**Selected extract:**
================

Changelog

All notable changes to this project will be documented in this file.

The format is based on Keep a Changelog and this project adheres to Semantic Versioning.

[0.0.0-beta.2] - 2025-11-25

Added

GEDCOM Import (lib)

GEDCOM 5.5.1 support - Import standard GEDCOM 5.5.1 files
GEDCOM 7.0 support - Import GEDCOM 7.0 with new features
GEDCOM 5.5.5 support - Import GEDCOM 5.5.5 specification samples
Two-pass conversion - Entities first, then families for proper relationship handling
Evidence chain mapping - GEDCOM SOUR tags → GLX Citations → GLX Assertions
Place hierarchy building - Parse place strings into hierarchical Place entities
Geographic coordinates - Extract MAP/LATI/LONG coordinates from GEDCOM
Shared notes - Support for both GEDCOM 7.0 SNOTE and GEDCOM 5.5.1 NOTE records
External IDs - Import GEDCOM 7.0 EXID tags (wikitree, familysearch, etc.)
Comprehensive test coverage - 33 GEDCOM test files (5.5.1, 5.5.5, 7.0) successfully imported
Large file support - Tested with files containing thousands of persons and events
Edge case handling - Empty families, self-marriages, same-sex marriages, unknown genders
Character encoding support - ASCII, UTF-8, Windows CP1252 (CRLF and LF)

GLX Serializer (lib)

================

**Records provided:**
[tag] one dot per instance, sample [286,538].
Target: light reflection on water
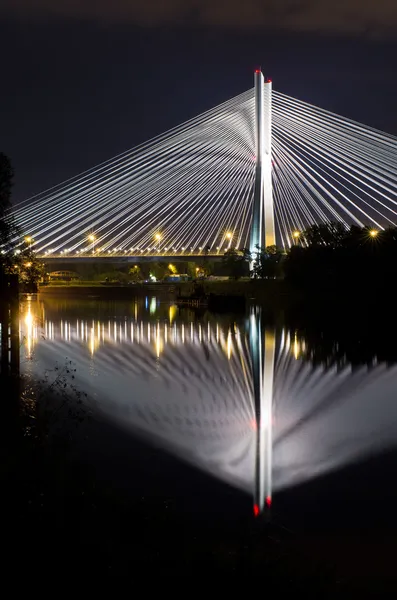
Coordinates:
[187,383]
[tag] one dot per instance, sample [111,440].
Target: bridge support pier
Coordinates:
[262,227]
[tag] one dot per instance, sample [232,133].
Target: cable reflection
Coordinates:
[241,401]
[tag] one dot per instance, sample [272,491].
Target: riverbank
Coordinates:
[269,291]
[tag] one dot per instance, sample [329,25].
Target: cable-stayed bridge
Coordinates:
[251,171]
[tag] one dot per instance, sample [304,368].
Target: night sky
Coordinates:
[85,80]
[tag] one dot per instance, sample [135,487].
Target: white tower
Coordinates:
[262,346]
[262,228]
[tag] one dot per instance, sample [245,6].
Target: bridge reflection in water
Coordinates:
[237,399]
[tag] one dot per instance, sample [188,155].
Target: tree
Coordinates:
[331,235]
[236,263]
[135,274]
[16,256]
[267,262]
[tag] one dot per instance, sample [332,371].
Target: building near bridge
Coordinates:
[63,276]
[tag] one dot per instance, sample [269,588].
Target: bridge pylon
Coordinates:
[262,227]
[262,348]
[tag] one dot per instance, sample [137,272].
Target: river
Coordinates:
[173,418]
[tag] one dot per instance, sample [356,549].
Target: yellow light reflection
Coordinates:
[159,346]
[29,330]
[172,313]
[229,345]
[296,348]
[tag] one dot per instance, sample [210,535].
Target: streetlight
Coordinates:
[92,239]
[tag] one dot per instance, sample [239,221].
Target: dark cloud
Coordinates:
[375,18]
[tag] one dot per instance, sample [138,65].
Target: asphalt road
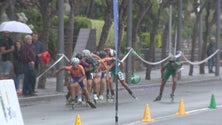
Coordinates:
[196,99]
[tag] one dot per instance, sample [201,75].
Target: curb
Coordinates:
[42,98]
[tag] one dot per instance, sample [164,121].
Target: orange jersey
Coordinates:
[104,62]
[78,72]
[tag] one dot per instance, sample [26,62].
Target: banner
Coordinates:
[10,113]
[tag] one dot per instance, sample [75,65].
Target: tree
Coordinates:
[108,23]
[154,14]
[208,27]
[48,10]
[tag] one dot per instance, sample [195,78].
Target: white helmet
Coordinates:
[172,58]
[86,52]
[112,52]
[74,61]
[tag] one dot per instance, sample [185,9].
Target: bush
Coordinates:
[145,37]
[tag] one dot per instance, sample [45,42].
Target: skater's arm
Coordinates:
[59,70]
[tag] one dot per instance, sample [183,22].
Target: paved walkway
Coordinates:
[50,91]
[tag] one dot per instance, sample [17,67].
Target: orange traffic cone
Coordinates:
[181,109]
[147,116]
[78,121]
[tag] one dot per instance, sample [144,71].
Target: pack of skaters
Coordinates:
[170,68]
[77,79]
[90,64]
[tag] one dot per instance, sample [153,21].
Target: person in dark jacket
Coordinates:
[29,57]
[6,48]
[211,48]
[18,66]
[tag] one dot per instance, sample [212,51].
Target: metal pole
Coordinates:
[200,33]
[179,30]
[217,72]
[60,77]
[170,28]
[129,43]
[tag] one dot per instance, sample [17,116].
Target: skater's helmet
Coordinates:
[86,52]
[172,59]
[79,56]
[102,54]
[74,61]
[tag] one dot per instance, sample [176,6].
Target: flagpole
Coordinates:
[116,32]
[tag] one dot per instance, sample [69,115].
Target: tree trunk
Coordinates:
[164,41]
[47,12]
[194,36]
[107,25]
[89,11]
[11,12]
[208,25]
[122,17]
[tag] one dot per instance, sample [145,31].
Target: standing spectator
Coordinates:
[38,49]
[18,66]
[211,48]
[7,48]
[170,68]
[28,56]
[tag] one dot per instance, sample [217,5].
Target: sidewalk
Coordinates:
[50,91]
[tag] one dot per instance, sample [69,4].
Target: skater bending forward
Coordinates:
[170,68]
[78,76]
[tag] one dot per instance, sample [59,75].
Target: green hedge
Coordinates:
[145,37]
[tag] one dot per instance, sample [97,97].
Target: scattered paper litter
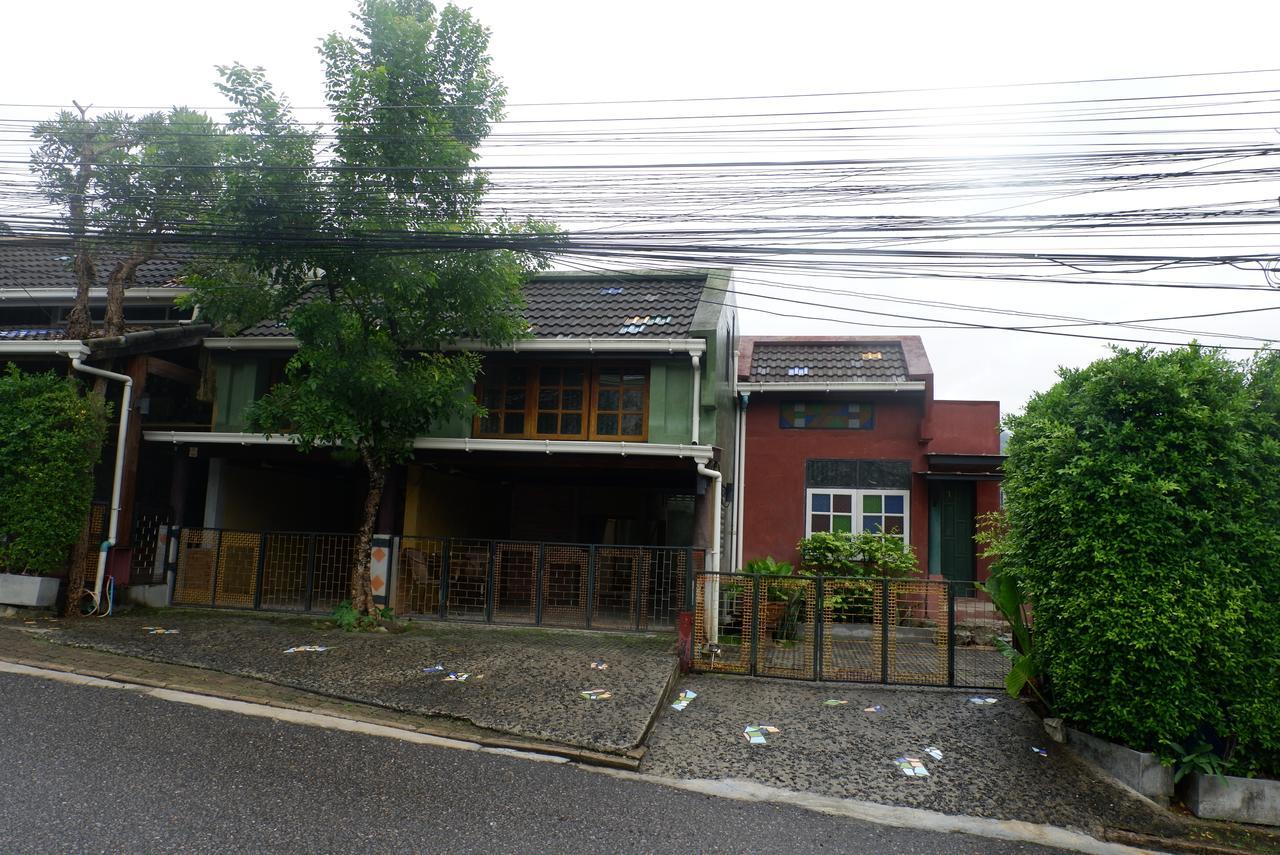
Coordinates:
[754,734]
[684,698]
[912,767]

================

**Goal of the exercise:**
According to the changelog above, how many GEDCOM test files were imported successfully for test coverage?

**Answer to this task:**
33 GEDCOM test files (5.5.1, 5.5.5, 7.0).